- [Goal of the exercise] Copy out the material below with every "front wheel" changed to "rear wheel". Leave everything else as it is.

- [Records for this exercise]
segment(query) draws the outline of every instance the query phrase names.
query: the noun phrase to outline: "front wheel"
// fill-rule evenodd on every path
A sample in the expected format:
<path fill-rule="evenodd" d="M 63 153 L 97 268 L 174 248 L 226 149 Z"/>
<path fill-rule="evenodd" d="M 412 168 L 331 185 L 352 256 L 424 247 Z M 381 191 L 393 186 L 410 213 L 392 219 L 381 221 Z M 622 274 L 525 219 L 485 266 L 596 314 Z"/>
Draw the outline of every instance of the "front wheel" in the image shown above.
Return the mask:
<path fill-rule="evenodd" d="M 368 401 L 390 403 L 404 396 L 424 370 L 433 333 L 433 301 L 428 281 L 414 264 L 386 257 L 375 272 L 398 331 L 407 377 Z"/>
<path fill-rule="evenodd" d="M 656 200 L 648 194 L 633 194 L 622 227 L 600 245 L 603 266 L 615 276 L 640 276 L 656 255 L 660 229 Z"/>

- [Task result]
segment(query) draws the outline of every instance the query phrase names.
query: the noun phrase to outline: "rear wheel"
// fill-rule evenodd on every path
A sample in the expected format:
<path fill-rule="evenodd" d="M 63 153 L 97 268 L 174 248 L 226 149 Z"/>
<path fill-rule="evenodd" d="M 412 168 L 331 185 L 352 256 L 424 247 Z M 381 191 L 393 186 L 410 213 L 392 219 L 381 221 Z M 622 274 L 525 219 L 485 266 L 596 314 Z"/>
Draw the outline of every instance of the "rear wheel" in the image shown above.
Return the mask:
<path fill-rule="evenodd" d="M 368 401 L 390 403 L 404 396 L 424 370 L 433 333 L 433 301 L 428 281 L 414 264 L 386 257 L 375 272 L 398 331 L 407 377 Z"/>
<path fill-rule="evenodd" d="M 656 200 L 648 194 L 633 194 L 622 227 L 600 245 L 603 266 L 615 276 L 640 276 L 656 255 L 660 229 Z"/>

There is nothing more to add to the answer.